Exactly reproduce the lines beginning with the line that includes "Where can you spot the arm" and ending with the last line of the data.

Records from a collection
========================================
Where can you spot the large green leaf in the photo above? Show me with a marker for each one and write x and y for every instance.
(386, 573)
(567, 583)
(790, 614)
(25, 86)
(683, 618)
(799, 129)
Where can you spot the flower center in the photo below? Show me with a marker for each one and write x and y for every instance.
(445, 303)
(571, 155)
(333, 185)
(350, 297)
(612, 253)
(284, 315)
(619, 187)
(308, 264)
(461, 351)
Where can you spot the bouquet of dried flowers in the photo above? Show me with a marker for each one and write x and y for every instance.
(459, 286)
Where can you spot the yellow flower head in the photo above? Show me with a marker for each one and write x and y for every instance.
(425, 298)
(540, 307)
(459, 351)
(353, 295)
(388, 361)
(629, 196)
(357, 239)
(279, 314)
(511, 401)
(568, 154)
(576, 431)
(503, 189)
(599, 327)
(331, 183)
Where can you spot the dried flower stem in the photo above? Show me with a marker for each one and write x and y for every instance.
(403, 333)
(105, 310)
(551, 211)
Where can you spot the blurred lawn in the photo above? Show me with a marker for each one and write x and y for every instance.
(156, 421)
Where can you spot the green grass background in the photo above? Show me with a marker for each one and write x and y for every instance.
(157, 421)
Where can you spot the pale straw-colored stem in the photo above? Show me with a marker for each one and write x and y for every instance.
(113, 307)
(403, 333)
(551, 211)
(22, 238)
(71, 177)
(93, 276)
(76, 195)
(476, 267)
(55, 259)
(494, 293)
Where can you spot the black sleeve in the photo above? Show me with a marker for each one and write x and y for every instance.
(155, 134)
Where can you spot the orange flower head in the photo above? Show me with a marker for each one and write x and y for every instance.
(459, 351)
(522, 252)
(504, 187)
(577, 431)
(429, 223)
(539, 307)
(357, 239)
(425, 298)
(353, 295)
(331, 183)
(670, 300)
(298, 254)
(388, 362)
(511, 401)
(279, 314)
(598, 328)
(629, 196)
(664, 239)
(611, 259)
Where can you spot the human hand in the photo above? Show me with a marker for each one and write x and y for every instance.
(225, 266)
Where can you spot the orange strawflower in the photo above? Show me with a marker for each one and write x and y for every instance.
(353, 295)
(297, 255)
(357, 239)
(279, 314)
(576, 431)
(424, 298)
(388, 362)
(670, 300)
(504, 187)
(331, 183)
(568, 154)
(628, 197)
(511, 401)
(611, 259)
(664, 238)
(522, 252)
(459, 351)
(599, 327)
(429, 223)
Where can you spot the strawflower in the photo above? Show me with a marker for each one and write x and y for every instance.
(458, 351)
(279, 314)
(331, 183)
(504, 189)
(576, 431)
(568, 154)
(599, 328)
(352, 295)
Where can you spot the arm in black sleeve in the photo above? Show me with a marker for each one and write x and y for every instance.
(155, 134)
========================================
* _Response to the exercise_
Where can you spot the arm in black sleeve in the photo above? Show me with a marker for each one and write x and y for every instance.
(155, 134)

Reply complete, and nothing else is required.